PALAVRAS-CHAVE: AÇÃO AFIRMATIVA; SISTEMA DE COTAS; ENSINO SUPERIOR

RESUMEN

Este trabajo buscó comprender el impacto de las políticas de acción afirmativa en la educación superior. En ese sentido, tres objetivos orientaron el estudio: evaluar la distribución de estudiantes negros por curso en la Universidade Federal de Ciências da Saúde de Porto Alegre; comparar el porcentaje de alumnos negros matriculados por curso con la representación proporcional del grupo en el estado de Rio Grande do Sul; analizar la distribución de estudiantes negros por curso en competencia amplia. Los datos fueron sometidos a estadística descriptiva. Los datos revelaron: expansión de la participación de estudiantes negros en todos los cursos y en niveles superiores a la participación de esta población en el estado y que el fin de la Ley n. 12.711/2012 tendrá un impacto inmediato en la retracción de matrículas de estudiantes negros.

PALABRA CLAVE: ACCIÓN AFIRMATIVA; SISTEMA DE CUOTAS; EDUCACIÓN SUPERIOR

ABSTRACT

The present study seeks to understand the impact of affirmative action policies on higher education. In this sense, three objectives guided the study: to evaluate the distribution of black students per course at the Universidade Federal de Ciências da Saúde de Porto Alegre; to compare the percentage of black students enrolled per course with the group’s proportion in the state of Rio Grande do Sul; and to analyze the distribution of black students per course in wide competition. Data were submitted to descriptive statistics and revealed an increase in participation of black students in all courses and at levels higher than the participation of this population in the state and that the end of Law n. 12.711/2012 will have an immediate impact of reducing enrollments of black students.
= = =
• _O que se pede_
Sobre o resumo a respeito de ações afirmativas no ensino superior:
(a) Em qual universidade o estudo avaliou a distribuição de estudantes negros por curso?
(b) A que tipo de estatística os dados foram submetidos?
(c) Que efeito imediato terá o fim da Lei n. 12.711/2012?
Responda com base apenas no resumo.
= = =
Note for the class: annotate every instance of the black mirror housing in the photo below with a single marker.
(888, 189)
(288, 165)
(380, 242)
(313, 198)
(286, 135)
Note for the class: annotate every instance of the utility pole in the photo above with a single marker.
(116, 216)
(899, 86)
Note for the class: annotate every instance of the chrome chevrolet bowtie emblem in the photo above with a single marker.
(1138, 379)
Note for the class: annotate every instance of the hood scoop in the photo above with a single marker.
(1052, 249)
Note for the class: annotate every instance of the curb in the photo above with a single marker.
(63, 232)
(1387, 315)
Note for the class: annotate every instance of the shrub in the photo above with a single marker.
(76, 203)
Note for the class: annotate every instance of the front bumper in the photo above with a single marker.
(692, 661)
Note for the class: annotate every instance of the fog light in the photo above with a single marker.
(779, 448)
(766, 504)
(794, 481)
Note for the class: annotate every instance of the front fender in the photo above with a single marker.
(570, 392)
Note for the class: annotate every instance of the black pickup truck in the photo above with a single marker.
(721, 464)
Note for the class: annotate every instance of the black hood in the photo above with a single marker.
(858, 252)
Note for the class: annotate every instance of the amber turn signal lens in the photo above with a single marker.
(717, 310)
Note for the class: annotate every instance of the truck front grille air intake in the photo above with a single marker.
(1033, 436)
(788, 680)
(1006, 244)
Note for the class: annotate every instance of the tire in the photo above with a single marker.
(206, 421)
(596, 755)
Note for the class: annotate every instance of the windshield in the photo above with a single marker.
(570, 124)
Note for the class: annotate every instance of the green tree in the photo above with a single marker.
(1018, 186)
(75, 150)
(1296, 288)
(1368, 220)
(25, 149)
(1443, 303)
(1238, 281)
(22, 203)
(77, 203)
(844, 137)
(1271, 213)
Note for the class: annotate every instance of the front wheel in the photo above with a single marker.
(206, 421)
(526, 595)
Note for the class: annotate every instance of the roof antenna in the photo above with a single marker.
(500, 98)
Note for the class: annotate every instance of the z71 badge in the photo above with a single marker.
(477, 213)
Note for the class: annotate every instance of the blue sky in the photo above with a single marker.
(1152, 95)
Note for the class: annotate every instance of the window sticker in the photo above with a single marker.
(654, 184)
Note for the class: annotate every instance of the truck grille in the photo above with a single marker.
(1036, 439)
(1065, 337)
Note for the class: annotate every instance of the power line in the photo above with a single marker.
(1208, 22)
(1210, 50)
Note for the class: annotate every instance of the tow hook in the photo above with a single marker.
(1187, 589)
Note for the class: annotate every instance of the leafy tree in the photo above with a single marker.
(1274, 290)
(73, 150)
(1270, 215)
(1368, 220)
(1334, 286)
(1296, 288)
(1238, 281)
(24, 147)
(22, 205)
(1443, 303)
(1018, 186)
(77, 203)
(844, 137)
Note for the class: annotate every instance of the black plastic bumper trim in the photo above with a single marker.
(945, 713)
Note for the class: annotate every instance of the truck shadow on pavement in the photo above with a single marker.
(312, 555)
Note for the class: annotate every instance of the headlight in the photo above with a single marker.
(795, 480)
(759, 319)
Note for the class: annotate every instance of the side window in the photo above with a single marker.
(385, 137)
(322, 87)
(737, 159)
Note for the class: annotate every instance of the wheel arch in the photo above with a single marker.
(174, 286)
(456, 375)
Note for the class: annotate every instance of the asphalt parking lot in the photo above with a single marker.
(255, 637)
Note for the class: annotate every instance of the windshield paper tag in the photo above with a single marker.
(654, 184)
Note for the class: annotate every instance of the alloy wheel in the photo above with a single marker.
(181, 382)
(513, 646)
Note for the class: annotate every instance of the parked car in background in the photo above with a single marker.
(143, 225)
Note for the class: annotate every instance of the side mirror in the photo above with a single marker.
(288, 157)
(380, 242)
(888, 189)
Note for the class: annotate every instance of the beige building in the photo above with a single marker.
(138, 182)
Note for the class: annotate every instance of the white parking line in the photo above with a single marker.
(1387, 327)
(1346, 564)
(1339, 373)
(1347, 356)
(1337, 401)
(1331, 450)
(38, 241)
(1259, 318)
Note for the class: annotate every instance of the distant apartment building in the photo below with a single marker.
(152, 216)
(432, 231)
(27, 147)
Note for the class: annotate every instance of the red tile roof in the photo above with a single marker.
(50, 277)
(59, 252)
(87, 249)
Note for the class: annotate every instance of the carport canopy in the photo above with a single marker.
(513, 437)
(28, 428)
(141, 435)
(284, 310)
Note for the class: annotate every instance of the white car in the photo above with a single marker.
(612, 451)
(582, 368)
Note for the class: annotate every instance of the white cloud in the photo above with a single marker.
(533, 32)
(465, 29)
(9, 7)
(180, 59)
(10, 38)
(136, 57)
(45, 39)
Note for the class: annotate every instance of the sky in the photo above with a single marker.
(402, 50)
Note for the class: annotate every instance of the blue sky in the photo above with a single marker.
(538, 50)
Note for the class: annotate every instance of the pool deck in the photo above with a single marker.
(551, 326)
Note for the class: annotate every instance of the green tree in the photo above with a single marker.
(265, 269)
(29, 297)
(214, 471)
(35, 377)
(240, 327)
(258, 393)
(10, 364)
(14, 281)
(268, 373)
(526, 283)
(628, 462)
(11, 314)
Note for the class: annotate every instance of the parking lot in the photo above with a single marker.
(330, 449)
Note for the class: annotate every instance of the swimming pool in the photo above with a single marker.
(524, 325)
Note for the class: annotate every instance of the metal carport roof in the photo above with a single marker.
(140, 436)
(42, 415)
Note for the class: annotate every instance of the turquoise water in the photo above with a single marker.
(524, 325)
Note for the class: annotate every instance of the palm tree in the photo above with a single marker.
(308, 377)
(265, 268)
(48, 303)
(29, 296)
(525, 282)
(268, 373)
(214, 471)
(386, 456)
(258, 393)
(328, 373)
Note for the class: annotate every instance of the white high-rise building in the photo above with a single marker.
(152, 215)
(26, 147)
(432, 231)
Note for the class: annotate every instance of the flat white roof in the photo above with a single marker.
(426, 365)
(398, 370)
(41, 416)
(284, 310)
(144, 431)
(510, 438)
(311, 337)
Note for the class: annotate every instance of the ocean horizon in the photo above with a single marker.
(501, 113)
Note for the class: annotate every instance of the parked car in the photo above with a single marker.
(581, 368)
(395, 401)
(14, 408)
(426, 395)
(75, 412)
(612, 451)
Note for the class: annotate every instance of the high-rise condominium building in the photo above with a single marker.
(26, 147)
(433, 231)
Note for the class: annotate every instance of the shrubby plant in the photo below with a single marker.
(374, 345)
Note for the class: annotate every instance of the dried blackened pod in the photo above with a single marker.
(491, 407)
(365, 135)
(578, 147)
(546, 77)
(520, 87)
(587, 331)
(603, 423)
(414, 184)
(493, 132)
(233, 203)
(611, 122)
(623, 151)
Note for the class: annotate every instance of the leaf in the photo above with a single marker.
= = =
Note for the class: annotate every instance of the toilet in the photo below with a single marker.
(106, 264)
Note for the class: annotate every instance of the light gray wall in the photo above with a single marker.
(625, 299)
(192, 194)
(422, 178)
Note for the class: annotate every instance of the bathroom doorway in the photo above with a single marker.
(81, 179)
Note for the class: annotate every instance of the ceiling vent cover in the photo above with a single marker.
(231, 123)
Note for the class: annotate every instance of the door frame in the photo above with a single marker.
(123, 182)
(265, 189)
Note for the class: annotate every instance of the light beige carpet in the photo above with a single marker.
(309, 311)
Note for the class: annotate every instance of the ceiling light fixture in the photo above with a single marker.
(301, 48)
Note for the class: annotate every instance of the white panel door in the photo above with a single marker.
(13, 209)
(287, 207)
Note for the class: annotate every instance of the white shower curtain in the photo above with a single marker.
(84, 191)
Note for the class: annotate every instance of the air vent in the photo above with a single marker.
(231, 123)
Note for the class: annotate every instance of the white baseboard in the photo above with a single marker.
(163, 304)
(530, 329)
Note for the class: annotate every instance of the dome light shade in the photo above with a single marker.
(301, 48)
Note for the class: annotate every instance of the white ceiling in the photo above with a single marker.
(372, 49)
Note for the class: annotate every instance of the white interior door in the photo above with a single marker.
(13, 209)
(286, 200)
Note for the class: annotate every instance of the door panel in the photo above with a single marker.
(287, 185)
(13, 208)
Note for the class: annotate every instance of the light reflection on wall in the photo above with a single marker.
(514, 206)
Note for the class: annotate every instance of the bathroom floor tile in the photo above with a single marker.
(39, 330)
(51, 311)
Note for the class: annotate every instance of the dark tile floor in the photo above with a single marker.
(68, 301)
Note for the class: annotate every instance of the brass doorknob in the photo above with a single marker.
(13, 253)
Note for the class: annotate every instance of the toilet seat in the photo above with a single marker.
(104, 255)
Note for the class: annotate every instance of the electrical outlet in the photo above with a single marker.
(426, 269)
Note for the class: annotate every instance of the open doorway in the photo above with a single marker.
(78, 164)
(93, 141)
= = =
• _Resposta_
(a) Na Universidade Federal de Ciências da Saúde de Porto Alegre.
(b) À estatística descritiva.
(c) A redução das matrículas de estudantes negros.